Document -
The Hazrat Sultan Mosque (; ) is a Friday mosque in Astana, Kazakhstan.

Construction
After the suggestion from president of Kazakhstan Nursultan Nazarbayev  mosque named "Hazret Sultan", which means "Holy Sultan". As well known, "Hazret Sultan" - one of the epithets of Sufi sheikh Khoja Ahmed Yasavi, author of "Divan-i Hikmet", whose mausoleum is located in Turkistan.

Construction of the mosque "Hazret Sultan" started in Astana in June 2009. In different periods from 1000 to 1500 workers have been involved in the construction of the mosque. Hazret Sultan Mosque was opened on July 6, 2012 at 12:30, which supplemented the list of unique objects of the capital.

Data excerpts -
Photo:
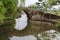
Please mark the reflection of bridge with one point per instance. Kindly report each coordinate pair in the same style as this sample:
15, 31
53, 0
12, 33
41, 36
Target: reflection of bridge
36, 15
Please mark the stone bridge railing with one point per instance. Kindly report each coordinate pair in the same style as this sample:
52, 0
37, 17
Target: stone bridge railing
37, 15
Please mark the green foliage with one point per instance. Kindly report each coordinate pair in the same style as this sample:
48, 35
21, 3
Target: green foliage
2, 12
22, 3
8, 9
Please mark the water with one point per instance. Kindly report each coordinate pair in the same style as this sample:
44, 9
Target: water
31, 31
21, 22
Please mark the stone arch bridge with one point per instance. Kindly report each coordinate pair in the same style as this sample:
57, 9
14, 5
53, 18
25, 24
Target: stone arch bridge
38, 15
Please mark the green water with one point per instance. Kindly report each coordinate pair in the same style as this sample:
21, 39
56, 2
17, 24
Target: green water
31, 29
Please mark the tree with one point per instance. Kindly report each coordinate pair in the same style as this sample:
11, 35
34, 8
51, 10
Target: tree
2, 12
8, 9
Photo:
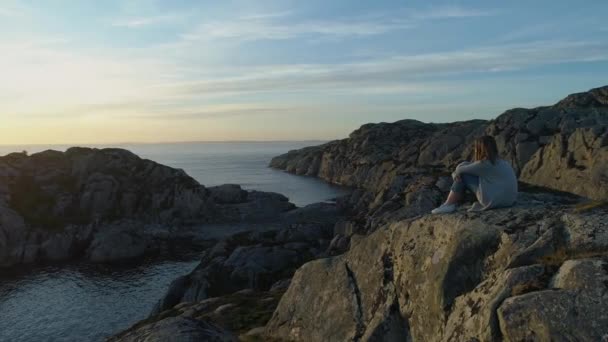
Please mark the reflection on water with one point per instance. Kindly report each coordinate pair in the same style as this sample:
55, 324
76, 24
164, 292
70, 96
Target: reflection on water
80, 302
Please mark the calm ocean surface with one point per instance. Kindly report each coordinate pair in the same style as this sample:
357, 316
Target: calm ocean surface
82, 302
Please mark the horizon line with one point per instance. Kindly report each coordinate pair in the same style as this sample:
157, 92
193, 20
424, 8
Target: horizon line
168, 142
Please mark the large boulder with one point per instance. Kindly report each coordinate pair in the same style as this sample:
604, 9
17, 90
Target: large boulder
110, 205
459, 277
255, 259
562, 146
577, 163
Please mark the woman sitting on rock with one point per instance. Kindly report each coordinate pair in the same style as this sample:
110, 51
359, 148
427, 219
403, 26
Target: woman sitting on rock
490, 178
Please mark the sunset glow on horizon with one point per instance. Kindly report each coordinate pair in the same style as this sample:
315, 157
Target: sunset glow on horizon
154, 71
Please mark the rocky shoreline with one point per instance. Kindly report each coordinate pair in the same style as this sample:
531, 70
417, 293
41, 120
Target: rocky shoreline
374, 266
536, 271
109, 205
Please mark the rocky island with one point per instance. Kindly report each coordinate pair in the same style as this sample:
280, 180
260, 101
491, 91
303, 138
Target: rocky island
537, 271
374, 266
109, 205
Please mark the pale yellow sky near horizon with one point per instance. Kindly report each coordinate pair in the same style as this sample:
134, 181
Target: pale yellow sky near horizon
150, 71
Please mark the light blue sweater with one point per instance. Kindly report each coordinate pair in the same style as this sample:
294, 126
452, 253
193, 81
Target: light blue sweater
497, 183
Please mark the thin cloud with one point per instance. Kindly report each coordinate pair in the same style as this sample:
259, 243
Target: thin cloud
391, 73
272, 26
450, 12
140, 22
225, 111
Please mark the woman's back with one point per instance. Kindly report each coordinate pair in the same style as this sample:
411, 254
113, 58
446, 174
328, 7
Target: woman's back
497, 185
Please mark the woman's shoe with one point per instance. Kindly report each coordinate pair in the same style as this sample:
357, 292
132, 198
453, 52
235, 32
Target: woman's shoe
444, 209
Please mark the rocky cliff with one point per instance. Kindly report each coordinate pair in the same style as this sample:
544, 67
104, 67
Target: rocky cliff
109, 205
535, 272
555, 146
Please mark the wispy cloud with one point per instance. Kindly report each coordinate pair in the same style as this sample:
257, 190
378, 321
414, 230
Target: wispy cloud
449, 12
273, 26
140, 22
402, 72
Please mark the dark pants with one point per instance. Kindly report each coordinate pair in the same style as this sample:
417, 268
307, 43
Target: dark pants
466, 181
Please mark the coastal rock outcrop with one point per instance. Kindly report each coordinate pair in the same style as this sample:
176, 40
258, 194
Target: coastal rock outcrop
109, 204
257, 258
570, 139
390, 272
458, 277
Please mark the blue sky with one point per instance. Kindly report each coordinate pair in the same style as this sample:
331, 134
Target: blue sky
148, 71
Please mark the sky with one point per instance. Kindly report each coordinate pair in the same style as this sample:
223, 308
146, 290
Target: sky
117, 71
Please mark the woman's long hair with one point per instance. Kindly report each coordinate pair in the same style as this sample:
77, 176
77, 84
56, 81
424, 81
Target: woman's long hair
485, 149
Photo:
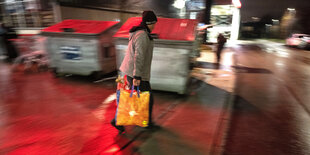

What this exercise asks -
**A.** Decide whether each statement agrees with the text on the Hazrat Sultan Mosque, answering yes or no and quoting the text's deciding words: (i) construction of the mosque began in June 2009; (ii) more than 2,000 workers took part in building it; (iii) the mausoleum of Khoja Ahmed Yasavi is in Turkistan.
**B.** Resume the text on the Hazrat Sultan Mosque after its final sentence, keeping the same formal register.
The lines are not needed for what is asked here.

The responses -
**A.**
(i) Yes: "started in Astana in June 2009"
(ii) No: "from 1000 to 1500 workers have been involved in the construction of the mosque"
(iii) Yes: "whose mausoleum is located in Turkistan"

**B.**
Overview
The building was constructed in classical Islamic style with traditional Kazakh ornaments. Located on the right bank of the Yesil river the Mosque is adjacent to the Palace of Peace and Reconciliation, the monument "Kazakh Eli" and the Independence Square. It can accommodate five thousand worshipers, and on holidays - up to 10 thousand people. The area of the mosque across more than 11 hectares and construction area of 17,700 square meters. Hazret Sultan has the largest dome in Kazakhstan with the height of 51 meters and a diameter at the base of the dome 28.1 meters. The mosque also has eight small domes with diameters of 10.45 and 7.6 meters, and peaks - 33.46 and 25, 25 meters. 4 minarets with the height of 77 meters are located in the corners of the mosque. According to the architectural plan, the temple should crown the 80-meter spire with a crescent directed strictly towards Mecca. As the functionality of the object, it may be noted that the building provides space for bathing ritual and wedding, halls to read the Koran and sitting in educational groups.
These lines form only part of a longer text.